*Written instruction*.
Copy every entry exactly.

*Data in this exercise*.
● ● ●

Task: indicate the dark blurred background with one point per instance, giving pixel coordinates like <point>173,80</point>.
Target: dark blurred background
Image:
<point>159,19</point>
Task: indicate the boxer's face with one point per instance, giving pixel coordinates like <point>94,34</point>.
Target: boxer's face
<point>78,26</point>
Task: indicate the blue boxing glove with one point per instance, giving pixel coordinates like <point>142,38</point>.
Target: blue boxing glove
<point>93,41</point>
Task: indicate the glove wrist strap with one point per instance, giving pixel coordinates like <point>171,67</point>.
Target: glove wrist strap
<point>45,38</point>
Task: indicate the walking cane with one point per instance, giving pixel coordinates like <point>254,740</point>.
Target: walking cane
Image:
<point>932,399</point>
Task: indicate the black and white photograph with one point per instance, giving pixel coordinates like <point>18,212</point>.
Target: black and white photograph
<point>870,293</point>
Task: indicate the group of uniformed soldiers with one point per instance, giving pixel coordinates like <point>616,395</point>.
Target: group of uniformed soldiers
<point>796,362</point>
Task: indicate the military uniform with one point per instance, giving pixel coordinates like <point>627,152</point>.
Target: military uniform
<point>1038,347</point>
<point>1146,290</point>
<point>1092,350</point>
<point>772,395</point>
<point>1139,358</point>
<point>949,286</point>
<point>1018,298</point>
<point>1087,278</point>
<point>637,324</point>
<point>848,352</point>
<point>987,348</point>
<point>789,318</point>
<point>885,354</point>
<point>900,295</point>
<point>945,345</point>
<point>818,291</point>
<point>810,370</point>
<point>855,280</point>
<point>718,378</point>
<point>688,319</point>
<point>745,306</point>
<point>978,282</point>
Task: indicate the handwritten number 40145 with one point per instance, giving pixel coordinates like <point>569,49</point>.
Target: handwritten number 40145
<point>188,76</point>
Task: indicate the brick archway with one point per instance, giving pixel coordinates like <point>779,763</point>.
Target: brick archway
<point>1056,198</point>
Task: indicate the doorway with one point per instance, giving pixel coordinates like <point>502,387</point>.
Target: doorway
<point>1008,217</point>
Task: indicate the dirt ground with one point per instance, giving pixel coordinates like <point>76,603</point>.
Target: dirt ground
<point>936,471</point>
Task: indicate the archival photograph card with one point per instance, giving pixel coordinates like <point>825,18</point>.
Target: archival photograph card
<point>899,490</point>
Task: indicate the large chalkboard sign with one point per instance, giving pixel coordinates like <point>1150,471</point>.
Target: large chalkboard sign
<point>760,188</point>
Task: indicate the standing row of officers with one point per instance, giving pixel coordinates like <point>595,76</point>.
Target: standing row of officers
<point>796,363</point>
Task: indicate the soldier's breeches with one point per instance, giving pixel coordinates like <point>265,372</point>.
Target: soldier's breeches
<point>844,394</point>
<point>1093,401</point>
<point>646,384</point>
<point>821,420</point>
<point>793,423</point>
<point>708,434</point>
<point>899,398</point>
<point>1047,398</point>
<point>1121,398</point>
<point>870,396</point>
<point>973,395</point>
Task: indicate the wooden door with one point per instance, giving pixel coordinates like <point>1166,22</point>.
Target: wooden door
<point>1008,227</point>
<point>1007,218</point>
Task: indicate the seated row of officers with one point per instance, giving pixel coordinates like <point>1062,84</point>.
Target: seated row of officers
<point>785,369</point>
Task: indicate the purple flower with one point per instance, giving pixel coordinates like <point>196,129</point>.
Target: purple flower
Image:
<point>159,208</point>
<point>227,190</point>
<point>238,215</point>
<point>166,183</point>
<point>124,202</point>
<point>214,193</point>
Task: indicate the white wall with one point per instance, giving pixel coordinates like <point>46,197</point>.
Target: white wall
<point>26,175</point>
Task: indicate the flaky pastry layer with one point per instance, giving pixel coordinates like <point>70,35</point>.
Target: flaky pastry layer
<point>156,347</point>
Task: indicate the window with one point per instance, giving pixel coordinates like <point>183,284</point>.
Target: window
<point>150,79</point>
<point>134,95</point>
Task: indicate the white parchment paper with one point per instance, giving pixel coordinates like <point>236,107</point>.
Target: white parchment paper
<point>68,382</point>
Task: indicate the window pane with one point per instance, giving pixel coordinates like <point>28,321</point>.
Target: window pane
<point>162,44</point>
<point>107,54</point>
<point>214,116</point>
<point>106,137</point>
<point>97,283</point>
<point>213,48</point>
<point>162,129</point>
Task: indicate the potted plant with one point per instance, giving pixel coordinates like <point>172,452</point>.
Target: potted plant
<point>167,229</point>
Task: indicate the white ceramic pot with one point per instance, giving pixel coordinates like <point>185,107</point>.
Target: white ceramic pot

● ● ●

*Solution*.
Task: indicate the dark blurred background with one point per instance, giving pixel coordinates like <point>173,80</point>.
Target: dark blurred background
Image:
<point>159,19</point>
Task: indicate the boxer's face with one point per instance, giving pixel coordinates like <point>94,34</point>.
Target: boxer's face
<point>78,26</point>
Task: indicate the blue boxing glove with one point per instance, giving pixel coordinates like <point>142,38</point>.
Target: blue boxing glove
<point>93,41</point>
Task: indicate the glove wrist strap with one point per instance, giving pixel coordinates like <point>171,67</point>.
Target: glove wrist strap
<point>45,38</point>
Task: indicate the walking cane with one point per instance, giving pixel coordinates like <point>254,740</point>.
Target: walking cane
Image:
<point>932,399</point>
Task: indicate the black and white photograph with one point per instance, giving pixel coordinates like <point>18,212</point>.
Target: black and white photograph
<point>870,293</point>
Task: indicate the group of uniformed soldiers with one point per instance, giving pixel coordinates like <point>616,395</point>.
Target: group of uniformed soldiers
<point>796,362</point>
Task: indicate the military uniform with one point per instance, giving pixel coordinates like <point>627,152</point>.
Target: military uniform
<point>1038,347</point>
<point>1146,290</point>
<point>1092,350</point>
<point>772,395</point>
<point>1139,358</point>
<point>949,286</point>
<point>1018,298</point>
<point>1087,278</point>
<point>637,324</point>
<point>848,352</point>
<point>987,348</point>
<point>789,318</point>
<point>885,354</point>
<point>900,295</point>
<point>945,345</point>
<point>818,291</point>
<point>810,370</point>
<point>855,280</point>
<point>718,378</point>
<point>688,319</point>
<point>745,306</point>
<point>978,282</point>
Task: indicate the handwritten number 40145 with one point per instance, giving pixel coordinates like <point>569,49</point>.
Target: handwritten number 40145
<point>188,76</point>
Task: indicate the brick archway with one point per instance, giving pixel coordinates like <point>779,763</point>.
Target: brick archway
<point>1056,198</point>
Task: indicate the doorway with one point per instance, giving pixel coordinates like <point>502,387</point>.
Target: doorway
<point>1008,217</point>
Task: indicate the dirt ground with one point per instance, giving pixel coordinates like <point>76,603</point>.
Target: dirt ground
<point>936,471</point>
Task: indicate the archival photograph card with one point per instance, giving pixel coordinates like <point>825,18</point>.
Target: archival photograph card
<point>899,490</point>
Task: indicate the large chalkboard sign with one point per instance, giving pixel coordinates like <point>1150,471</point>.
Target: large chalkboard sign
<point>760,188</point>
Task: indicate the standing row of officers with one point per instance, giving pixel coordinates like <point>595,76</point>.
Target: standing row of officers
<point>796,363</point>
Task: indicate the soldier's breeches with one point per instance, giving pixel coordinates like <point>265,372</point>.
Target: soldier's breeches
<point>844,394</point>
<point>1093,401</point>
<point>646,384</point>
<point>821,420</point>
<point>793,423</point>
<point>708,434</point>
<point>899,398</point>
<point>1047,398</point>
<point>1121,398</point>
<point>870,396</point>
<point>973,395</point>
Task: indicate the wooden door with one point per instance, giving pixel coordinates like <point>1166,22</point>.
Target: wooden door
<point>1008,227</point>
<point>1007,218</point>
Task: indicate the seated row of officers with one point per instance, giving pixel coordinates like <point>1062,84</point>.
Target: seated row of officers
<point>785,369</point>
Task: indicate the purple flower with one point per instance, giving pixel coordinates like <point>196,129</point>.
Target: purple flower
Image:
<point>159,208</point>
<point>227,190</point>
<point>238,215</point>
<point>166,183</point>
<point>124,202</point>
<point>214,193</point>
Task: indicate the white wall with one point per instance, giving pixel coordinates like <point>46,197</point>.
Target: white wall
<point>26,175</point>
Task: indicate the flaky pastry layer with one point per instance, giving pixel coordinates like <point>70,35</point>.
Target: flaky pastry layer
<point>156,347</point>
Task: indicate the window with one point per instance, giving pixel coordinates like <point>183,284</point>.
Target: window
<point>150,79</point>
<point>134,95</point>
Task: indicate the white parchment paper with one point per instance, giving pixel coordinates like <point>236,107</point>.
Target: white parchment paper
<point>68,382</point>
Task: indicate the window pane with one point per instance, giving pixel coordinates like <point>28,321</point>.
Target: window pane
<point>162,44</point>
<point>107,54</point>
<point>214,116</point>
<point>106,137</point>
<point>97,283</point>
<point>213,48</point>
<point>162,129</point>
Task: indicate the potted plant with one point per instance, giving pixel coordinates like <point>172,452</point>.
Target: potted plant
<point>167,229</point>
Task: indicate the white ceramic pot with one point per instance, giving pixel coordinates like <point>185,107</point>.
Target: white ceramic pot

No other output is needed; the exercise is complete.